Dataset items
►

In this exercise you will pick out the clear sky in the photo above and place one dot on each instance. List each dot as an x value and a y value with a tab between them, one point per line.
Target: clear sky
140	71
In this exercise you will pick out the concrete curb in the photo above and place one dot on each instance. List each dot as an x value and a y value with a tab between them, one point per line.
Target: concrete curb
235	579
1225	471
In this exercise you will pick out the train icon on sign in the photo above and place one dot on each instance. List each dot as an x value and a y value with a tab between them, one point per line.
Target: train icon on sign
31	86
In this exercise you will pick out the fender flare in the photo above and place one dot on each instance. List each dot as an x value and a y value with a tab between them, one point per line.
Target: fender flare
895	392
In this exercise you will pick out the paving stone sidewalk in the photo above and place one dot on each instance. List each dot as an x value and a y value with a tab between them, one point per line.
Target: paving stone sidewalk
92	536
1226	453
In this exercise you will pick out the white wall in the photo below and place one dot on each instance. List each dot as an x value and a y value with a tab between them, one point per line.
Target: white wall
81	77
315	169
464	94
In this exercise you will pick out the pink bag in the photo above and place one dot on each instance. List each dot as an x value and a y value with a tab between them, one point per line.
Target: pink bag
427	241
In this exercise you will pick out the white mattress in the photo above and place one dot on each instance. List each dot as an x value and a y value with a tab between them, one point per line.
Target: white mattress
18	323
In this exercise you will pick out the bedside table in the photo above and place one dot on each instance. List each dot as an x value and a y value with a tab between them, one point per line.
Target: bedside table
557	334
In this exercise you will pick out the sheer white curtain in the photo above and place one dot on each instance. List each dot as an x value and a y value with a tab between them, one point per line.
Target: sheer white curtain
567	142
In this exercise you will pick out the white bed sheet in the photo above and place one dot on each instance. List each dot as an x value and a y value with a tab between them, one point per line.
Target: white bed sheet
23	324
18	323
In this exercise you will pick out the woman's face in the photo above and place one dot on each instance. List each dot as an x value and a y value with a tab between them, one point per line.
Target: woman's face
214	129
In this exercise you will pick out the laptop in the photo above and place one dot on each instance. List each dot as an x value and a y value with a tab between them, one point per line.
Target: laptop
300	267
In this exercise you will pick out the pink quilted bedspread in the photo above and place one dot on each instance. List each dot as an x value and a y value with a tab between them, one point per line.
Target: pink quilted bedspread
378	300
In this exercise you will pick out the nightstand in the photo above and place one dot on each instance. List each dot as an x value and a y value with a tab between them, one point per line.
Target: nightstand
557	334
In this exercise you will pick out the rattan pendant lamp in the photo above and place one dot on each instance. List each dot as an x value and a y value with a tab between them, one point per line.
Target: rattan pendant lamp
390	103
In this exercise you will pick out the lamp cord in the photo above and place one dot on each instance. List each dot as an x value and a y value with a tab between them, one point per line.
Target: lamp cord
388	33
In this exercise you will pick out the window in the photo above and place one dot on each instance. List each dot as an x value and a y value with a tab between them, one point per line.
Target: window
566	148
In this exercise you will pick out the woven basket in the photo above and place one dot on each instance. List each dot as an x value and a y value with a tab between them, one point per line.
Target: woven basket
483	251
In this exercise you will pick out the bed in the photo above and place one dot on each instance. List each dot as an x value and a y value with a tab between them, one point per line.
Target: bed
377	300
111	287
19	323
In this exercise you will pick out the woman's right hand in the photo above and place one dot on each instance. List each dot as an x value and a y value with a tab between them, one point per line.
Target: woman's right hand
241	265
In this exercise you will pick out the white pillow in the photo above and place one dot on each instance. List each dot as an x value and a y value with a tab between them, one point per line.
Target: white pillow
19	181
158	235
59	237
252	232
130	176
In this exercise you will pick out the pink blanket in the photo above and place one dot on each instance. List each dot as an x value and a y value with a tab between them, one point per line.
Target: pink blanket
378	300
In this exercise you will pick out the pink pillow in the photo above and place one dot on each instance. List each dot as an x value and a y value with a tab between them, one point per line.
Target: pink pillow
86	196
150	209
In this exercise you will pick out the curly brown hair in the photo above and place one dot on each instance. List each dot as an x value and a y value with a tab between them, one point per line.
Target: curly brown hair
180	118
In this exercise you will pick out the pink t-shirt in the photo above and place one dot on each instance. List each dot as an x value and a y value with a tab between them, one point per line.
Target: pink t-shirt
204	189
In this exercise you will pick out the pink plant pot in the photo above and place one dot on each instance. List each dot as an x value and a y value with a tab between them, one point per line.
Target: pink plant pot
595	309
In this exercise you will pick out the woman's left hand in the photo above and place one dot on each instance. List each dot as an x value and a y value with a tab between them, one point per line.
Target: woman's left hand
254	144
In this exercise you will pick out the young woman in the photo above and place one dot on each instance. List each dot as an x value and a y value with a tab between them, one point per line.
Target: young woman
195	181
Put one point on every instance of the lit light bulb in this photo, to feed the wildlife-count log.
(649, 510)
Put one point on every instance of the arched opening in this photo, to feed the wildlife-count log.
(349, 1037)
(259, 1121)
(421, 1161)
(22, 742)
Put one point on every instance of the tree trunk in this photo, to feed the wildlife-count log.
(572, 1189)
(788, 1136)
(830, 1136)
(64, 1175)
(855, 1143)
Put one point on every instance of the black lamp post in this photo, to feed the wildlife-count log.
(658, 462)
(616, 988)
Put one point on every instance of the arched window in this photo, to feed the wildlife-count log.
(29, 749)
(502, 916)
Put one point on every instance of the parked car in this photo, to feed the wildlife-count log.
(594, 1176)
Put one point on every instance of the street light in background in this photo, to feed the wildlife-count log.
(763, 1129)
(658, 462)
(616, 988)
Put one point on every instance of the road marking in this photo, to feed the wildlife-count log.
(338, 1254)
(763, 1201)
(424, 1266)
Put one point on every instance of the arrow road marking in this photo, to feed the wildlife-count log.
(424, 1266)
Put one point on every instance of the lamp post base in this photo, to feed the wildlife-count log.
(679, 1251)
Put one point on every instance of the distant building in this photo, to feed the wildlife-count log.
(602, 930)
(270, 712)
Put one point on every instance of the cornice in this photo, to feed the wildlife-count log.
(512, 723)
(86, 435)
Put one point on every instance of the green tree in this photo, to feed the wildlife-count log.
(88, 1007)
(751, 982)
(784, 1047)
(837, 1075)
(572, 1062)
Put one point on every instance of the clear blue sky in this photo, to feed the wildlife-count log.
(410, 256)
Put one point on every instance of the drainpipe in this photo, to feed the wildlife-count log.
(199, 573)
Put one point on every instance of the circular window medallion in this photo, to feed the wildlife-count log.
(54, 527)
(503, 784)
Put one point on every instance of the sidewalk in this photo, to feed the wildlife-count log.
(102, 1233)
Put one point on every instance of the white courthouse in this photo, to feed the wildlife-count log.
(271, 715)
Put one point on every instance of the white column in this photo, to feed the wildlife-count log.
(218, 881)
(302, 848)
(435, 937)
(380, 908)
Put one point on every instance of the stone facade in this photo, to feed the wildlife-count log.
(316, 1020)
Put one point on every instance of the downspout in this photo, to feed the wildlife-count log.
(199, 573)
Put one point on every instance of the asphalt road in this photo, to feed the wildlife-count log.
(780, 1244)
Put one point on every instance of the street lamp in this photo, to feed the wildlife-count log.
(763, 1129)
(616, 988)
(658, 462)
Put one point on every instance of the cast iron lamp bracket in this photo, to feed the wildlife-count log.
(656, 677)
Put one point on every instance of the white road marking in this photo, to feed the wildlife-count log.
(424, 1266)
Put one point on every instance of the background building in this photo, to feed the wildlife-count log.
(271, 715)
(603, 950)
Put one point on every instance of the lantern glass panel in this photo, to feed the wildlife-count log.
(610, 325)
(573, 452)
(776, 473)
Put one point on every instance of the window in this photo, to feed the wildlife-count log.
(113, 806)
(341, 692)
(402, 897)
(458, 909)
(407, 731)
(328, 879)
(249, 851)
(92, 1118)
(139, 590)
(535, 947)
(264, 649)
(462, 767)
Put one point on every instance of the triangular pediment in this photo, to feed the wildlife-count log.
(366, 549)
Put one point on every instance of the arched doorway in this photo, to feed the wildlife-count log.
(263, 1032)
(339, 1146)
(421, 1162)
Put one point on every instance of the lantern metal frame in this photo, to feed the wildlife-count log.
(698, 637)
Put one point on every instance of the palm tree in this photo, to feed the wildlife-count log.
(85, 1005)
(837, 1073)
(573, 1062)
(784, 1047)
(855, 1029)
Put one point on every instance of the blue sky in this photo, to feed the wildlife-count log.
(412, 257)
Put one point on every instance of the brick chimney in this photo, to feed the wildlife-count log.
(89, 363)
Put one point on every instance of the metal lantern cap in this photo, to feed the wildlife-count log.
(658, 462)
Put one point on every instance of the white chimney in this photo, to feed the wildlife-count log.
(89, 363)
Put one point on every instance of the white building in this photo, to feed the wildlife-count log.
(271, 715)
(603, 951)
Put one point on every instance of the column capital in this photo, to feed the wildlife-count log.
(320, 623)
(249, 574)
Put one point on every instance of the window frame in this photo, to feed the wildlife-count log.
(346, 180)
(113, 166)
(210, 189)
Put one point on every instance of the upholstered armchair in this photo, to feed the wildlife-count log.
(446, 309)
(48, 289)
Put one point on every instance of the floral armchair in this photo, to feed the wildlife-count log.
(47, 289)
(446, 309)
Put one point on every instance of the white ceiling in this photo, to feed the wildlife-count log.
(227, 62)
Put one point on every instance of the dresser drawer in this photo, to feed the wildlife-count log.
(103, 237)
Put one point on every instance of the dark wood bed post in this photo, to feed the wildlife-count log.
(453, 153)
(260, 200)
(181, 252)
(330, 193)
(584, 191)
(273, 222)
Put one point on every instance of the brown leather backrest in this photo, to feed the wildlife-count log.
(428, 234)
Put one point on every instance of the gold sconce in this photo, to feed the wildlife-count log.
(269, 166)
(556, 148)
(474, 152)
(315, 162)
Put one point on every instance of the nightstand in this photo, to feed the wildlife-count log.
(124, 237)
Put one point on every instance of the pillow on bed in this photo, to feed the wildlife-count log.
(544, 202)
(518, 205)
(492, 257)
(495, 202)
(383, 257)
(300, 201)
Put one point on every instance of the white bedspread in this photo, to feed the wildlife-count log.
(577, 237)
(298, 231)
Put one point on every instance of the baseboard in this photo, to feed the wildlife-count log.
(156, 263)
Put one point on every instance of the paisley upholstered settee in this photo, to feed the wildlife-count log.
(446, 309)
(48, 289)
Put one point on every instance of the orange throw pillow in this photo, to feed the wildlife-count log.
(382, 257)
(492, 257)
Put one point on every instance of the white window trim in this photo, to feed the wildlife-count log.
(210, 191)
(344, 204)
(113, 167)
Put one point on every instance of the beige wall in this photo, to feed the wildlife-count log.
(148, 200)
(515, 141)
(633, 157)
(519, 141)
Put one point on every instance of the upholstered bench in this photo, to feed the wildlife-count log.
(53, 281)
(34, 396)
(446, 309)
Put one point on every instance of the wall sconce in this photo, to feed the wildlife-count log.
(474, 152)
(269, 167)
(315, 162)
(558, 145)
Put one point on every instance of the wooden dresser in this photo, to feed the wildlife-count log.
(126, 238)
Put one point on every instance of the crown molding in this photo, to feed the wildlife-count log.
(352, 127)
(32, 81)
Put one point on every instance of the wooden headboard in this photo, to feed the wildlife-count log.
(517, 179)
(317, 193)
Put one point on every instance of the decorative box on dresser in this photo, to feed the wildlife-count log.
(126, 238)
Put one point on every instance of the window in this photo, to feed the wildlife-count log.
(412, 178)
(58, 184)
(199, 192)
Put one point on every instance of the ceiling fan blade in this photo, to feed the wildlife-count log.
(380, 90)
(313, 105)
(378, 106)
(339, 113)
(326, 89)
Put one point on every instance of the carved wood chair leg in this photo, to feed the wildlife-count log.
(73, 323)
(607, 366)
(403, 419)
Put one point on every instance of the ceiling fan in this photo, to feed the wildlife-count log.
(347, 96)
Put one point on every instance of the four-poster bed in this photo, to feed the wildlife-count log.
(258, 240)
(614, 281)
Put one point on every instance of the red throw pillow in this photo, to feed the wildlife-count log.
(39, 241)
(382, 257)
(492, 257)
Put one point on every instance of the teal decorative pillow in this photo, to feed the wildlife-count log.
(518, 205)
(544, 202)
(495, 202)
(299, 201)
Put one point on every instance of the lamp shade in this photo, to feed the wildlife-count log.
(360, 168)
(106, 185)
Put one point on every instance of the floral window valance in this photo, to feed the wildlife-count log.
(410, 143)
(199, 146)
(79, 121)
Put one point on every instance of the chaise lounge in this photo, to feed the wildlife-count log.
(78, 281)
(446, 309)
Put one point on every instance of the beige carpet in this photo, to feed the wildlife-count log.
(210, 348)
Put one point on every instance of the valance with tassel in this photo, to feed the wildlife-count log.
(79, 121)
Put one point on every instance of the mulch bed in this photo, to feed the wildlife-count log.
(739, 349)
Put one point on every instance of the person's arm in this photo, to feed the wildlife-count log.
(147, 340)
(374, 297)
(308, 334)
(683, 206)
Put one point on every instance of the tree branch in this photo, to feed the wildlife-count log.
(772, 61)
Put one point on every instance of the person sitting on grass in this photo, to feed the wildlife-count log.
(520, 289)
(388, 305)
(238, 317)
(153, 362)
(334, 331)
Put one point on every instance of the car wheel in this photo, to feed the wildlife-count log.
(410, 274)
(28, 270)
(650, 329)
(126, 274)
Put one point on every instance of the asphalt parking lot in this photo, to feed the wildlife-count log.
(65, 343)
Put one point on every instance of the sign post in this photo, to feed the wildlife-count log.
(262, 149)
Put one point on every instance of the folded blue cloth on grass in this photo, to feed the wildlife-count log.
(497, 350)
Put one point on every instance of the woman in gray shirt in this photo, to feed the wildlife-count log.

◄

- [Description of the task]
Set down, word for word, only the lines running from the line with "Put one point on every instance of the person sitting" to the last line of the listing above. Both of those lines belong in your answer.

- [Task answer]
Put one point on every instance of the person sitting on grass in this photo, to feed the wildlife-count log.
(520, 289)
(388, 305)
(238, 317)
(153, 362)
(334, 331)
Put one point on every instance of the car wheel in this photo, to feed the wildlife-count log.
(410, 274)
(28, 270)
(650, 329)
(126, 274)
Put one point on every instance of the asphalt parking lot in this photo, to feed the wildlife-count log.
(65, 343)
Put one point on every instance of the sign post in this photo, to feed the wildlife-count log.
(262, 149)
Put one point on every instance of the folded blue cloth on grass in this photo, to feed the wildlife-count log.
(497, 350)
Put one point on every instance of the woman in gray shirt in this photo, to feed the wildlife-count log.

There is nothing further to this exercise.